* [Extrait de texte]:
Article de la Nouvelle République de novembre 2014

Samedi, les douanes ont intercepté une voiture avec 825 g d’héroïne à bord. En comparution immédiate, les deux occupants ont été condamnés.

Samedi 22 novembre, autoroute A 10. Une vielle Peugeot 406 arrive au péage de Chambray. Au volant, Lolita, frêle jeune femme de 29 ans.

A la place du passager, Léon, solide gaillard de 25 ans. Sous son siège… un sac en plastique contenant une substance marron, que les douanes confirmeront sans difficulté être de l'héroïne. Un total de 825 g, pour une valeur marchande estimée entre 12.000 et 16.000 euros.

Quatre-vingt-seize heures de garde à vue

Évidement, les deux jeunes sont placés en rétention administrative puis en garde à vue. Quatre-vingt-seize heures. Partis d'Orléans à destination d'Angers, chacun soutient ignorer la provenance de cette marchandise. Quant à en expliquer la présence… Aux enquêteurs, Lolita explique qu'un de ses amis, Abdelmajid, lui a demandé de l'emmener jusqu'en Bretagne puis, devant ses réticences face à un si long voyage, jusqu'à Angers seulement. Un changement de programme le matin même – embarquer Léon, qu'elle ne connaît pas, à sa place – lui serait même imposé, sans qu'elle ne trouve les ressources pour s'y opposer. La peur ? Une certaine crainte, en tout cas, l'homme sachant apparemment convaincre sans menacer. La drogue ? Pour elle, ce ne peut être que Léon qui l'a placée là, lorsqu'ils faisaient le plein de carburant. Elle n'y est pour rien. Léon non plus ne comprend pas ce qui arrive. Bien sûr que Lolita le connaît : ils se sont rencontrés voilà quelque temps. Ce trajet, c'était pour aller voir sa copine jouer avec son équipe à Brest. Une sorte de covoiturage jusqu'à la gare d'Angers, avant de prendre le train, peut-être. Deux versions opposées, donc, chacun rejetant la responsabilité sur l'autre ou sur Abdelmajid, qui serait l'instigateur de tout ça, son passé ne plaidant pas en sa faveur. En effet, dans son cas comme dans celui de Léon, la récidive est visée. « Il y en a forcément un qui ment », constate la présidente, Catherine Batonneau.

" Cette héroïne est bien à quelqu'un ! "

* [Votre consigne]: Rédigez la suite de l'article sur les 825 g d'héroïne découverts au péage de Chambray. Reprenez juste après sa dernière ligne.

* [Données fournies]:
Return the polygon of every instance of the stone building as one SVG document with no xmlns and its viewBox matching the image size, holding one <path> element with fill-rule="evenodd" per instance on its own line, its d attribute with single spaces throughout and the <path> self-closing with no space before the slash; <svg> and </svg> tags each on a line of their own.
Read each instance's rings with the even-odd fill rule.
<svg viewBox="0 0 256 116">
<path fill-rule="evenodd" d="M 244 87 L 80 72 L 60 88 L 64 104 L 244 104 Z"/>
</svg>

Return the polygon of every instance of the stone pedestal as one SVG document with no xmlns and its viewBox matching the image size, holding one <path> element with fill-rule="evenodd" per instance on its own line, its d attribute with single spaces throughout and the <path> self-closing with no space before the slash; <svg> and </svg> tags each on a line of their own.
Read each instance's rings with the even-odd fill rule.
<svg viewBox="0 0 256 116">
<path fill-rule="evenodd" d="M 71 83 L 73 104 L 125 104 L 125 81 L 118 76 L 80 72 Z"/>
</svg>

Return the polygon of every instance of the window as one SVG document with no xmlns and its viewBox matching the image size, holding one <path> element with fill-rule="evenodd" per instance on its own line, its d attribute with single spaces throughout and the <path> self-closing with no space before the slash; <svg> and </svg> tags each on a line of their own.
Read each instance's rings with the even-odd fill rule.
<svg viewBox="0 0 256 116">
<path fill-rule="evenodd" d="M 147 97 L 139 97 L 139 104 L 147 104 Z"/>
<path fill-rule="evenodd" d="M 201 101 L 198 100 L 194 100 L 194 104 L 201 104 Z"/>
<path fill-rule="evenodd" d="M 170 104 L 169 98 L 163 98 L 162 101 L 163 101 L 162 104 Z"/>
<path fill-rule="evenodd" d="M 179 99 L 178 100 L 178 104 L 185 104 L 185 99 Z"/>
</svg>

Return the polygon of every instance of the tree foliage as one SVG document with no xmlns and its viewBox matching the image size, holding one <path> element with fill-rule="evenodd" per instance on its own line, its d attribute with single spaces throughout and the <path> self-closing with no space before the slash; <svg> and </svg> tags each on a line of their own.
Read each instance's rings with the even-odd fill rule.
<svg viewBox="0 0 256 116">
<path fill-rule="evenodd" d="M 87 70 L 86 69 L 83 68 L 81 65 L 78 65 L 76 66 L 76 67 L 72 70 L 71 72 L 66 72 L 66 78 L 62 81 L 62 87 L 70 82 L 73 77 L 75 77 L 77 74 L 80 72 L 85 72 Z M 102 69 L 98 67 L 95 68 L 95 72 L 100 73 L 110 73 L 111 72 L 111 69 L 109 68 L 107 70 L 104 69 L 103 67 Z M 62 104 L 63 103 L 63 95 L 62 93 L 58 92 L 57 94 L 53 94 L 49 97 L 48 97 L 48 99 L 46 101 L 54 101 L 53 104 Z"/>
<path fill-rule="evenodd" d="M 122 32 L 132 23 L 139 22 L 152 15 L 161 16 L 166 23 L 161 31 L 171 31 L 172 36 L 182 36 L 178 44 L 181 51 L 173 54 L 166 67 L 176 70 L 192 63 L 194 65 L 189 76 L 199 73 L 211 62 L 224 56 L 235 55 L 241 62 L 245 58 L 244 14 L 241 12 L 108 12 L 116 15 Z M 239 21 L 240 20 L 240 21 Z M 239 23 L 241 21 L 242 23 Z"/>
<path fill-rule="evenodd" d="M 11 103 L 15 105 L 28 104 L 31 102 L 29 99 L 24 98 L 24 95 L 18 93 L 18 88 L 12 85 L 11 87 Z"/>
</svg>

* [Réponse attendue]:
Et ce ne sont pas les explications du troisième prévenu qui vont aider à y voir plus clair, lui qui prétend avoir été parfois « un peu plus qu'un ami »pour Lolita, qui affiche une préférence pour la gent féminine depuis près de dix ans. Clairement, la situation laisse le procureur adjoint Bruno Albisetti perplexe : « Ces 825 g d'héroïne, ils sont bien à quelqu'un et ils doivent bien être livrés quelque part ! » Enclin à croire la jeune femme – plus constante dans ses déclarations et au parcours nettement moins chaotique que celui de son passager – le représentant du ministère public pense quand même qu'elle devait être au courant, d'autant plus qu'elle connaît le pedigree d'Abdelmajid, déjà condamné pour trafic de stupéfiants. A ses yeux, le récit de Léon dans le rôle du passager candide retrouvant sa belle à l'autre bout de la France ne tient pas la route. « D'autant que, pour aller à Brest depuis Orléans, on ne passe pas par Angers », ce qu'a confirmé l'entraîneur de l'équipe. Ses téléphones portables avec cartes prépayées, cette adresse commune au téléphone et au GPS à Montoire-de-Bretagne (Loire-Atlantique), son histoire pour rallier Brest… « Pas de preuve formelle, mais autant d'indices qui forgent une intime conviction ! » Pour lui, il ne fait aucun doute que les trois sont impliqués dans un trafic de produits stupéfiants, dont l'un en temps plus que complice. « Vous n'avez aucun élément intentionnel pour conclure qu'elle savait qu'elle transportait de l'héroïne, argue M eBenjamin Philippon, en défense de Lolita. Dire qu'elle aurait dû savoir, dû se méfier, ne suffit pas ! » Il estime que sa cliente « n'est finalement que le dindon de la farce », qui a agi par crainte et demande la relaxe ainsi que la restitution des scellés. « C'est bien beau de se fier à une intuition mais ça n'empêche pas de rechercher les incohérences dans toutes les déclarations », poursuit M eCécile Haize, aux intérêts de Léon. Rien ne prouve qu'il a fumé un joint comme Lolita l'affirme ; rien ne prouve que l'héroïne n'était pas déjà dans la voiture avant que son client n'y monte ; rien ne prouve que ces Texto soi-disant menaçants ne soient pas en réalité – et comme Léon l'affirme – des paroles de rap… Pour l'avocate, le ministère public n'a rapporté aucune preuve, ce qui justifie la relaxe tant des chefs de prévention que d'infraction douanière.

" Il n'y a rien dans ce dossier "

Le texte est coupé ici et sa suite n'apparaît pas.